Records for processing —
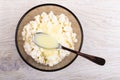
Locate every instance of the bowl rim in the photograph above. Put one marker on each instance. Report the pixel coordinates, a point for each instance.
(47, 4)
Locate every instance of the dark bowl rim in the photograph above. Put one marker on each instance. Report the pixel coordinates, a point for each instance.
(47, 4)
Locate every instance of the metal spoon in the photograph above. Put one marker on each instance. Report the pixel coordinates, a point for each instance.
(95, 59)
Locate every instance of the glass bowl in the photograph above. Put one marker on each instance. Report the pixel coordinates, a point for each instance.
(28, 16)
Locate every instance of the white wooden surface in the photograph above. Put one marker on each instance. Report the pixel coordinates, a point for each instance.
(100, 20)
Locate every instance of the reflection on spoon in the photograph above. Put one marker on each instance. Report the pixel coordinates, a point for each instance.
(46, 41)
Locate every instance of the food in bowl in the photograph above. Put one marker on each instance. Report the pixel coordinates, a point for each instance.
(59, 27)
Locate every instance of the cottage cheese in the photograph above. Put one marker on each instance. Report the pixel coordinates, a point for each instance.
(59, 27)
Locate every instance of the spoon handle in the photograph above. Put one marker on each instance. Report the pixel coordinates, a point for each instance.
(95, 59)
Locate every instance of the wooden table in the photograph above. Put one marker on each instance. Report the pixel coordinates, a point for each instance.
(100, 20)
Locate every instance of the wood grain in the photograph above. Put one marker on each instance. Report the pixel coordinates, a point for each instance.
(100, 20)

Task to carry out — Rewrite all the entries above as a numbered list, with one line per item and no blank lines. Leave out the pictures.

Result for this exercise —
1. Locate every instance of the bowl rim in the photograph above. Put one marker on each instance. Report the pixel coordinates, a point for each instance.
2. (47, 4)
3. Locate every instance of the dark bowl rim in the photograph above. Put one marker on each instance. Report the pixel coordinates, a point for each instance.
4. (47, 4)
5. Locate every instance of the metal spoon in the photograph above. Put one marker on each instance. Report the pixel coordinates, a point for each instance.
6. (95, 59)
7. Locate every instance of the glass bowl in the photograph above. Put one marker on each instance. Report the pixel coordinates, a point for each instance.
8. (28, 16)
9. Locate every instance of the white wooden surface in the photograph above. Put one marker on each instance. Report the pixel coordinates, a point for each instance.
10. (100, 20)
11. Locate every instance of the reflection on spoon in the photograph above. Put one marker on each instance. Report the pixel coordinates, a point for each instance.
12. (46, 41)
13. Locate every instance of the food in bowl in the photograph above. Put one marker on each instance. Report the pixel coordinates, a point for each instance.
14. (59, 27)
15. Locate every instance of the cottage cheese in the photograph above. Put one marker on each instance. Report the pixel coordinates, a point for each instance.
16. (59, 27)
17. Locate every instance of the spoon handle in the photograph above. Put one marker on each instance. Report the pixel coordinates, a point for each instance.
18. (95, 59)
19. Locate every instance of the wooden table in the photograph above. Put one marker on each instance. Report the pixel coordinates, a point for each instance.
20. (100, 20)
21. Locate every instance of the wood grain in the photograph above. Put one marker on each instance. Report the pixel coordinates, a point for each instance.
22. (100, 20)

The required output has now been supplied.